WORK TO DO
Please list every line of the entries below that contains the word "slide", with matching case.

(Point annotation data)
++++++++++
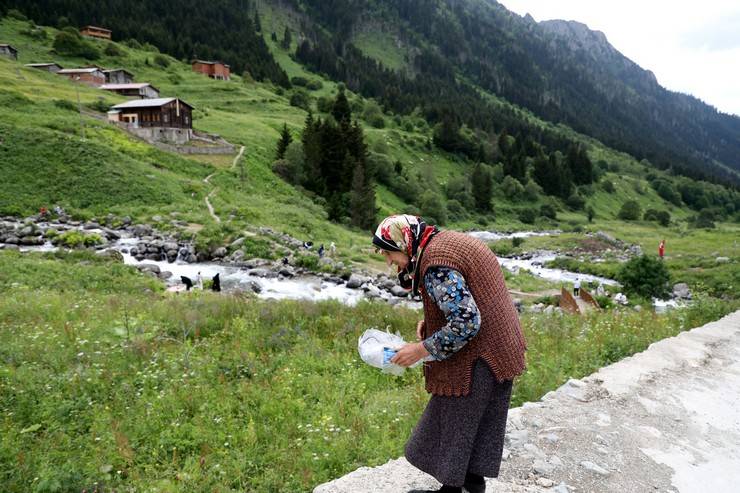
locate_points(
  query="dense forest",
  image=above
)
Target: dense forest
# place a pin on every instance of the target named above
(213, 30)
(606, 96)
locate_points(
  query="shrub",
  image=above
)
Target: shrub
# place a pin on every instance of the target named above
(630, 211)
(528, 215)
(65, 104)
(548, 211)
(575, 202)
(511, 187)
(301, 99)
(17, 15)
(314, 85)
(645, 276)
(662, 217)
(705, 219)
(162, 61)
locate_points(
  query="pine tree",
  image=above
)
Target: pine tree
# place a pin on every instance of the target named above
(362, 198)
(341, 111)
(482, 187)
(257, 22)
(283, 142)
(287, 39)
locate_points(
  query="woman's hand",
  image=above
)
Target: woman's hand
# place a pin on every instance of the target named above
(410, 354)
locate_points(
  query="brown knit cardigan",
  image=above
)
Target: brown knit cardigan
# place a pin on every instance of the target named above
(499, 341)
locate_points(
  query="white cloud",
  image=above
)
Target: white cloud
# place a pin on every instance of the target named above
(691, 47)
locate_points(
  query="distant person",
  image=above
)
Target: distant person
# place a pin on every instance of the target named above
(187, 282)
(472, 344)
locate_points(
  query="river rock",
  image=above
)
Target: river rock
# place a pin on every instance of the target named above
(399, 291)
(682, 291)
(355, 281)
(149, 268)
(112, 254)
(595, 468)
(142, 230)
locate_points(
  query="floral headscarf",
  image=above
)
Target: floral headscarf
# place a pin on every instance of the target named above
(407, 234)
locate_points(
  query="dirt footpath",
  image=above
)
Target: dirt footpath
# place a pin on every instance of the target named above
(664, 420)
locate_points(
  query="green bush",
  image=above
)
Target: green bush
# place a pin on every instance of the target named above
(314, 85)
(548, 211)
(528, 215)
(162, 61)
(77, 239)
(630, 211)
(301, 99)
(645, 276)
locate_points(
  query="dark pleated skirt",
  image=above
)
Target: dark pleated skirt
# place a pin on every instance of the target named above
(456, 435)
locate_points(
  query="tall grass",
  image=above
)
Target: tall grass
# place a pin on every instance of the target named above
(118, 384)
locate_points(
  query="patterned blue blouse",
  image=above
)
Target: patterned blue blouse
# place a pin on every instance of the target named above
(448, 289)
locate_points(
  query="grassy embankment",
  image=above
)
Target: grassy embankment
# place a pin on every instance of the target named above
(105, 378)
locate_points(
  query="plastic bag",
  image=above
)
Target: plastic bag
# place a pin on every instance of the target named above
(377, 347)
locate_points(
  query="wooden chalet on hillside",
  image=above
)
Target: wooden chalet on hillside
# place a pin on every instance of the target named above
(214, 70)
(8, 51)
(49, 67)
(118, 76)
(92, 76)
(142, 90)
(96, 32)
(159, 112)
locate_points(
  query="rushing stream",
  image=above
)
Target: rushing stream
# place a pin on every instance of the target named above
(311, 287)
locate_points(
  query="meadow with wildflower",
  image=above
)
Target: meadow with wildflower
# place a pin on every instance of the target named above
(107, 382)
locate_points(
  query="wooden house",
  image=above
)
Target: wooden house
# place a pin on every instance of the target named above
(118, 76)
(49, 67)
(93, 75)
(214, 70)
(8, 51)
(142, 90)
(159, 112)
(96, 32)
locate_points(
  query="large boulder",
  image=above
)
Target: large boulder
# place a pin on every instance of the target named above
(682, 291)
(355, 281)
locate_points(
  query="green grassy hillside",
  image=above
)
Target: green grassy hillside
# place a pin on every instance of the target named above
(47, 163)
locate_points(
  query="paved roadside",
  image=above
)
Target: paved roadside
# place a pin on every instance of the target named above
(664, 420)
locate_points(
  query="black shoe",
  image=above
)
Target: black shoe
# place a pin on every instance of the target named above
(474, 483)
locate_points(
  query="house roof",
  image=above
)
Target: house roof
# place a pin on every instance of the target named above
(133, 85)
(148, 103)
(79, 70)
(49, 64)
(97, 28)
(109, 70)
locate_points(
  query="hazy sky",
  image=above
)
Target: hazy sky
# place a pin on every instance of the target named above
(691, 47)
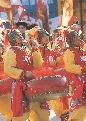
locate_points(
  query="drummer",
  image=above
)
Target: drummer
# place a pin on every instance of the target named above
(18, 65)
(50, 57)
(76, 66)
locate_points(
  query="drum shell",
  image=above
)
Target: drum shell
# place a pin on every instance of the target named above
(47, 88)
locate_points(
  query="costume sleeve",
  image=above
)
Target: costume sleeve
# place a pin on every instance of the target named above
(10, 65)
(37, 59)
(69, 62)
(84, 46)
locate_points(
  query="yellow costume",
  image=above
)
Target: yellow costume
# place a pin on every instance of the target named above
(9, 62)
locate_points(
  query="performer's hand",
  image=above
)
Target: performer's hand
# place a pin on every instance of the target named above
(29, 74)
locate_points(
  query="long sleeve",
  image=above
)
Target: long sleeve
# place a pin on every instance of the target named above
(69, 62)
(10, 65)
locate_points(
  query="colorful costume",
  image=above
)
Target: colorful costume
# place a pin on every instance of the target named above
(20, 63)
(76, 67)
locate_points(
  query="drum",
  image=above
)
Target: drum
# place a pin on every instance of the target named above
(47, 88)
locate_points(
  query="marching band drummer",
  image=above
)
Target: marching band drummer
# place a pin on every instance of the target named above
(50, 58)
(18, 64)
(77, 68)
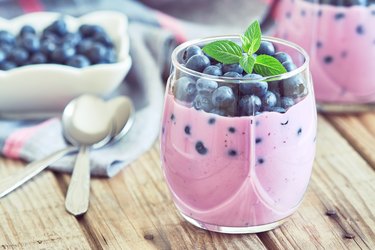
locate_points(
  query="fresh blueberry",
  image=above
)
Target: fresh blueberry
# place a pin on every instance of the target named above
(38, 58)
(258, 88)
(191, 51)
(7, 65)
(47, 47)
(233, 74)
(203, 102)
(62, 54)
(286, 102)
(283, 57)
(96, 53)
(289, 66)
(78, 61)
(58, 27)
(201, 149)
(198, 63)
(205, 86)
(88, 30)
(269, 100)
(30, 42)
(250, 104)
(27, 29)
(213, 70)
(71, 39)
(223, 97)
(186, 89)
(84, 46)
(3, 55)
(266, 48)
(235, 67)
(7, 38)
(293, 86)
(19, 56)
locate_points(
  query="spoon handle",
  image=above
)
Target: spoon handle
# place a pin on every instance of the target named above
(12, 182)
(77, 197)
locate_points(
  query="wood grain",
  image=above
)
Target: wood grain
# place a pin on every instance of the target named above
(134, 210)
(33, 216)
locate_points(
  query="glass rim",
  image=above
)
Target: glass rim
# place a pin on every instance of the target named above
(286, 75)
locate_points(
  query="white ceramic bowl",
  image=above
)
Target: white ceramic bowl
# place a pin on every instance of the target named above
(47, 88)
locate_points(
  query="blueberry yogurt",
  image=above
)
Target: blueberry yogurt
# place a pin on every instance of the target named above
(237, 148)
(340, 38)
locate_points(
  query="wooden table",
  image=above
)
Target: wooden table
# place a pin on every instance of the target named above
(134, 210)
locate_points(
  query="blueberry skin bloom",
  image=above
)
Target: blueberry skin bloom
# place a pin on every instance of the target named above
(198, 63)
(257, 88)
(223, 97)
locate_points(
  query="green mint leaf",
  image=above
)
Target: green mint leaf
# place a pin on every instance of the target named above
(268, 66)
(245, 43)
(254, 34)
(247, 63)
(224, 51)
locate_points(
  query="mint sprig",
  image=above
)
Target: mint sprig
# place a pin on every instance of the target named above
(229, 52)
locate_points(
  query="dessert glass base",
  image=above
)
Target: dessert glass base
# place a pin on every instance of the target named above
(234, 230)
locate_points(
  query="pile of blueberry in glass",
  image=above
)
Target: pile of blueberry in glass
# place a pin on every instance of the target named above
(88, 46)
(236, 99)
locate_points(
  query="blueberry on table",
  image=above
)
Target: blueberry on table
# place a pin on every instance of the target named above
(27, 29)
(58, 27)
(78, 61)
(19, 56)
(286, 102)
(185, 89)
(289, 66)
(203, 102)
(88, 30)
(38, 58)
(258, 88)
(7, 65)
(233, 74)
(7, 38)
(205, 86)
(283, 57)
(30, 42)
(62, 54)
(266, 48)
(250, 104)
(235, 67)
(293, 87)
(96, 53)
(198, 63)
(213, 70)
(191, 51)
(223, 97)
(269, 101)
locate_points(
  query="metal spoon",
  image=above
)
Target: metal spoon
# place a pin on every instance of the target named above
(87, 123)
(12, 182)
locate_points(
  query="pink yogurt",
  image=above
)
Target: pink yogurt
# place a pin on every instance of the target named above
(254, 171)
(341, 44)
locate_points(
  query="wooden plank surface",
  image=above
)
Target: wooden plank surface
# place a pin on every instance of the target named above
(134, 210)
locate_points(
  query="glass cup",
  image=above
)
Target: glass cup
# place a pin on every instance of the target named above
(242, 168)
(339, 36)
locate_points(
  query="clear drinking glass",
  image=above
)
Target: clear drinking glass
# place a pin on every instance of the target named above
(339, 36)
(234, 170)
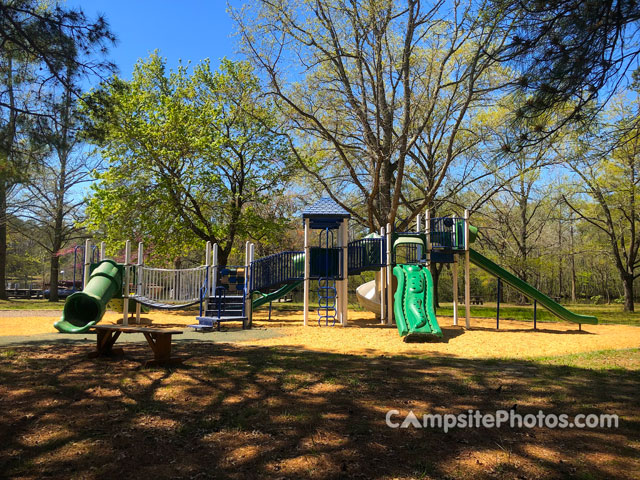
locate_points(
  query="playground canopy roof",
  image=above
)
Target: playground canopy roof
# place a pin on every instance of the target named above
(325, 213)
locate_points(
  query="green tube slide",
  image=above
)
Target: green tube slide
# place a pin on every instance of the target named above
(84, 309)
(526, 289)
(413, 303)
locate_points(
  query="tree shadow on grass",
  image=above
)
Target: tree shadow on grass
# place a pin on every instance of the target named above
(282, 413)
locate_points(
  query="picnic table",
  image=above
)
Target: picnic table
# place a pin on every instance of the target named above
(159, 339)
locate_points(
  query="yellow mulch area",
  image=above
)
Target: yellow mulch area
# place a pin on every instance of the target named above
(366, 336)
(513, 340)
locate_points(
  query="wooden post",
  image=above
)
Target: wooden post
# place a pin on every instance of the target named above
(213, 281)
(125, 286)
(389, 278)
(467, 283)
(208, 274)
(345, 272)
(427, 231)
(307, 271)
(419, 251)
(498, 304)
(455, 288)
(383, 280)
(247, 280)
(139, 279)
(87, 263)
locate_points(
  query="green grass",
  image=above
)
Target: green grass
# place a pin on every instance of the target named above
(31, 304)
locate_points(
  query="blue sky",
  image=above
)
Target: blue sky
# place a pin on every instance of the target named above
(179, 29)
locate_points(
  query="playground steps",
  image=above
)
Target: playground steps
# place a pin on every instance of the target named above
(229, 308)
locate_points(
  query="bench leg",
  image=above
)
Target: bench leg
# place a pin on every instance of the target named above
(104, 344)
(160, 343)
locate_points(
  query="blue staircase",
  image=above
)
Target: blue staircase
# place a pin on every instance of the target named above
(327, 294)
(327, 291)
(222, 308)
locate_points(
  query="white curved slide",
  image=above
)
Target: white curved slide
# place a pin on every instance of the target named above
(369, 297)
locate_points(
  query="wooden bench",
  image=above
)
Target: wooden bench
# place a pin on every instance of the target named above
(159, 340)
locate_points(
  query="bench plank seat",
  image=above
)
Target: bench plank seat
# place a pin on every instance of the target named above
(159, 339)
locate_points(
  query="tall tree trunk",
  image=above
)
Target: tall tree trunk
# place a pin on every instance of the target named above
(3, 241)
(627, 282)
(572, 259)
(10, 136)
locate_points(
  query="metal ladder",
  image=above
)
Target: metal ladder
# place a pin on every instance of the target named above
(327, 292)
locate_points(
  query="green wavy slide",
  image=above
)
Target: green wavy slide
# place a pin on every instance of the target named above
(413, 304)
(526, 289)
(265, 298)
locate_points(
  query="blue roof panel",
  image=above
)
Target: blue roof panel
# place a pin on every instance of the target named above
(325, 208)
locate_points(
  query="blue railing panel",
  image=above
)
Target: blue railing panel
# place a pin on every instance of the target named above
(443, 233)
(277, 269)
(367, 254)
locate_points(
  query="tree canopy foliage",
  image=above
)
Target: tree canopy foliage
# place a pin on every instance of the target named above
(190, 156)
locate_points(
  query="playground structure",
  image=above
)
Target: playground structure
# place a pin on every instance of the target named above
(402, 290)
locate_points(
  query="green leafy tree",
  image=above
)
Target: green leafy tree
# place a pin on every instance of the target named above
(606, 163)
(39, 42)
(379, 95)
(191, 158)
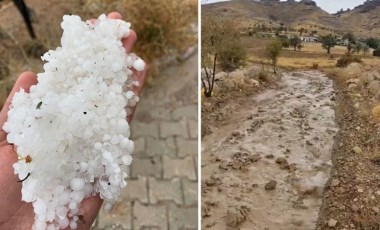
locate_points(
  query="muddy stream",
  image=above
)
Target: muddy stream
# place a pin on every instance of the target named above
(286, 137)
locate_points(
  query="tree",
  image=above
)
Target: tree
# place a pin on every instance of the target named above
(294, 42)
(372, 42)
(328, 42)
(376, 52)
(220, 43)
(365, 49)
(273, 50)
(350, 37)
(358, 47)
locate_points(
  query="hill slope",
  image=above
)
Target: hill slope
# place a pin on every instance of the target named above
(365, 18)
(304, 14)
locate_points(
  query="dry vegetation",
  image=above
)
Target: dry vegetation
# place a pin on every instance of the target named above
(165, 29)
(311, 54)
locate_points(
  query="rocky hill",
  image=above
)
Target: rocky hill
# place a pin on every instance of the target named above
(303, 14)
(364, 18)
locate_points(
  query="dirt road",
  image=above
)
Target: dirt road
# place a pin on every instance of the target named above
(269, 171)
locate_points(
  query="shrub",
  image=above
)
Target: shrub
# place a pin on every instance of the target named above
(346, 60)
(376, 52)
(232, 55)
(163, 27)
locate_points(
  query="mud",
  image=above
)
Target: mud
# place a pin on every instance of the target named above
(275, 162)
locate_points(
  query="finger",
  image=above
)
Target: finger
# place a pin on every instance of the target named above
(25, 81)
(140, 77)
(129, 41)
(114, 15)
(89, 210)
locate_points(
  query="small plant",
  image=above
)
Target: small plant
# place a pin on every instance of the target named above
(328, 42)
(376, 52)
(346, 60)
(273, 50)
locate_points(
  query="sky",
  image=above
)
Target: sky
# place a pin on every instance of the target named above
(331, 6)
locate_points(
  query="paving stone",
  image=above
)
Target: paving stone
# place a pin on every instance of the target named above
(187, 147)
(140, 129)
(139, 146)
(165, 190)
(190, 111)
(193, 128)
(146, 167)
(149, 216)
(160, 147)
(179, 168)
(190, 190)
(120, 215)
(183, 218)
(168, 129)
(136, 190)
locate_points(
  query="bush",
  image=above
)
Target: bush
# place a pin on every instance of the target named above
(163, 27)
(232, 55)
(376, 52)
(346, 60)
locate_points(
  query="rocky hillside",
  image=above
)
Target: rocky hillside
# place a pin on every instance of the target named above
(365, 17)
(304, 14)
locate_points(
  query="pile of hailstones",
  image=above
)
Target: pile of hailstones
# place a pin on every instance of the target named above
(70, 131)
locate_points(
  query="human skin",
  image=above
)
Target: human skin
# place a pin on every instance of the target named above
(16, 214)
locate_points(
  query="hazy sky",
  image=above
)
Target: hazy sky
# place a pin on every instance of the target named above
(331, 6)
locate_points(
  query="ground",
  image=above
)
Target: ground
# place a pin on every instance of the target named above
(162, 190)
(310, 54)
(302, 154)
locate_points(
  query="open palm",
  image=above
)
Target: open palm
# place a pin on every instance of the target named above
(14, 213)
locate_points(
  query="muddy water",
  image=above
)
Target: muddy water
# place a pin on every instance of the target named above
(294, 122)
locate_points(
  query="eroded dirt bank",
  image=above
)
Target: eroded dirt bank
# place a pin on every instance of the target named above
(352, 195)
(266, 167)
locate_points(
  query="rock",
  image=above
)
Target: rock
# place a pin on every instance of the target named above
(281, 161)
(355, 81)
(335, 182)
(374, 87)
(269, 156)
(332, 223)
(255, 157)
(357, 150)
(236, 216)
(210, 182)
(271, 185)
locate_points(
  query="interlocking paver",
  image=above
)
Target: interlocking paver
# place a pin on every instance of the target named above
(179, 168)
(183, 218)
(190, 111)
(165, 190)
(187, 147)
(193, 129)
(149, 216)
(178, 128)
(190, 191)
(162, 182)
(146, 167)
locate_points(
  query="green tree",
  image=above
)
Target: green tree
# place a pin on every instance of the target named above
(365, 49)
(350, 37)
(372, 42)
(273, 50)
(358, 47)
(220, 43)
(294, 42)
(328, 42)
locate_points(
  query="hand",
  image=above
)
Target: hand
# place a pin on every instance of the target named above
(19, 215)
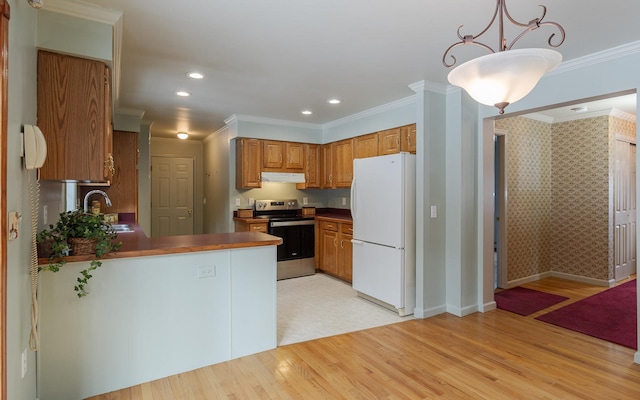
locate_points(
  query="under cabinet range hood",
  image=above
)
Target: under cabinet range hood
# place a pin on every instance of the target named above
(284, 177)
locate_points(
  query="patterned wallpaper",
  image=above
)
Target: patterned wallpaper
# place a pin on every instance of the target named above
(559, 195)
(529, 196)
(582, 235)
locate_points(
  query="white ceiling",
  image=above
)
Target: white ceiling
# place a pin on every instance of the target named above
(274, 58)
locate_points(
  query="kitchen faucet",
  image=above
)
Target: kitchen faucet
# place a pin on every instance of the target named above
(89, 193)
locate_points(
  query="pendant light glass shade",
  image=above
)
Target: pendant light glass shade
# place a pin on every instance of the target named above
(501, 78)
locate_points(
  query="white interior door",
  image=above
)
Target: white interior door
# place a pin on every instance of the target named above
(624, 240)
(171, 196)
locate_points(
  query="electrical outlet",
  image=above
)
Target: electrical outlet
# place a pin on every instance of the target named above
(206, 272)
(24, 363)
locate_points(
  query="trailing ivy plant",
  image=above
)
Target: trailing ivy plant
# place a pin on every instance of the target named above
(78, 224)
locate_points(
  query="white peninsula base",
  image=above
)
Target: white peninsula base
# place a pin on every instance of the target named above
(150, 317)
++++++++++
SOLUTION FOR THIS EXERCISE
  query="green tube slide",
Target: green tube slide
  query="white curved slide",
Target: white curved slide
  query="green wavy slide",
Target: green wavy slide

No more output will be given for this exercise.